# Saved entries

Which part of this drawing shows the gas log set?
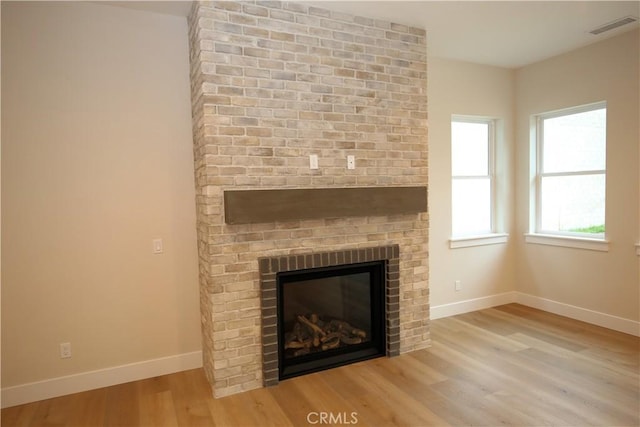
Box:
[284,314,367,357]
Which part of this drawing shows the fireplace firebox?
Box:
[258,244,400,387]
[276,261,386,379]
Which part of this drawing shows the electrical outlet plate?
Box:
[347,156,356,169]
[60,342,71,359]
[152,239,164,254]
[309,154,318,169]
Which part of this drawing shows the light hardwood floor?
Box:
[2,304,640,427]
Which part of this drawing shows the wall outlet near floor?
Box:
[60,342,71,359]
[151,239,164,254]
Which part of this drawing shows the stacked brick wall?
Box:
[189,1,429,397]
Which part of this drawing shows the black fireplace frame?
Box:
[276,260,387,380]
[258,244,400,387]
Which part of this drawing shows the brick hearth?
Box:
[189,1,430,397]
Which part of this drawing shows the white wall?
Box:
[516,30,640,321]
[2,2,201,403]
[428,58,515,317]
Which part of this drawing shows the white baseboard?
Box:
[431,292,640,336]
[515,292,640,336]
[431,292,516,319]
[2,351,202,408]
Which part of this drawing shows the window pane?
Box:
[452,178,491,236]
[451,122,489,176]
[542,108,607,173]
[540,174,605,234]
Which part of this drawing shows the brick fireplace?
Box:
[189,1,430,397]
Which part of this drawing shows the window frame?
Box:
[525,101,609,251]
[449,114,508,249]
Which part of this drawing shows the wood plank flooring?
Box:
[2,304,640,427]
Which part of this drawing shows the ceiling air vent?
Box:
[589,16,638,35]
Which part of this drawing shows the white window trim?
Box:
[449,114,500,242]
[449,233,509,249]
[525,101,608,246]
[524,233,609,252]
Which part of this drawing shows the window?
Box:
[451,117,494,238]
[535,103,607,239]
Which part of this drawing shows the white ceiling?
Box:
[111,0,640,68]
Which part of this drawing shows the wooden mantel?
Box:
[224,187,427,224]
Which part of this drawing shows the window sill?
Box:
[524,233,609,252]
[449,233,509,249]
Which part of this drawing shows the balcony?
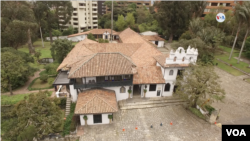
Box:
[74,80,133,89]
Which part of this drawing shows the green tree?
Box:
[0,1,37,53]
[126,13,135,27]
[0,52,28,95]
[115,15,126,31]
[156,0,192,42]
[52,29,62,38]
[50,39,74,63]
[36,0,73,44]
[175,64,225,108]
[62,26,74,36]
[237,1,250,64]
[87,33,95,41]
[3,91,63,141]
[229,3,248,60]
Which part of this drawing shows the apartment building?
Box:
[106,0,156,13]
[61,0,98,33]
[202,0,240,17]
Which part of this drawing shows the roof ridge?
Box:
[68,53,97,77]
[77,94,96,112]
[98,93,118,111]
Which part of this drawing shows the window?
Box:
[174,57,177,62]
[164,83,170,92]
[149,84,156,91]
[93,114,102,123]
[169,70,174,75]
[120,86,126,93]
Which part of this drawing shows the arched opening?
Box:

# Task directions
Rewrite the part of the rows that begins with the line containing "Which part of this drawing shows the fireplace" and ends with the line containing "[74,80,133,89]", including the requests, and add 126 to every box coordinate in the answers. Leave the pictures out.

# Written answer
Which part of this drawing shows the fireplace firebox?
Box:
[384,370,526,513]
[402,387,512,505]
Which part of this drawing shows the electrical outlet plate?
Box:
[473,282,482,295]
[186,468,197,485]
[278,365,290,380]
[435,280,444,295]
Which part of this drawing shows the light hardwood floor?
Box:
[128,430,766,553]
Which part of this drawing shows the wall outlet near floor?
Box:
[186,468,197,485]
[277,365,290,380]
Which part of this drawing shows the stacked brick wall?
Box:
[315,127,555,523]
Which part of this drawing shows the black fireplace frame?
Box:
[402,386,513,506]
[384,370,526,513]
Which part of this drawing shows the brick hearth?
Box:
[315,127,556,523]
Which part of this drawing shows the white wall?
Box:
[642,156,766,447]
[128,128,327,529]
[554,184,641,443]
Which part of this drawing shows the white baseboard?
Box:
[557,418,766,462]
[641,418,766,462]
[557,418,642,445]
[128,477,328,534]
Which part of this drawing shows the window pane?
Box:
[578,304,617,362]
[577,248,615,302]
[668,234,733,299]
[666,300,731,360]
Which part of this drawing shows the brick fireplace?
Box:
[315,127,556,523]
Which part of this drawing shows the window frame?
Box:
[651,227,735,377]
[575,240,634,375]
Which part of this drawing shows the wood plank flooring?
Box:
[128,430,766,553]
Which part of this drawing shows the ceiling air vent?
Box:
[715,142,764,161]
Which part of this drawing shows the white window trim?
Box:
[575,240,626,368]
[575,359,635,375]
[651,227,734,372]
[650,359,735,378]
Which part of this drawing shows the window?
Box:
[577,243,620,364]
[661,229,733,365]
Which part of this drawing shows the white ceiling?
Box:
[237,126,766,194]
Which part of this drawing shows the wooden mantel?
Box:
[350,313,553,350]
Which part of this drawing shows the window sill?
Box:
[650,359,735,378]
[575,359,635,375]
Which part of this drawing shows the balcony?
Box:
[200,206,259,215]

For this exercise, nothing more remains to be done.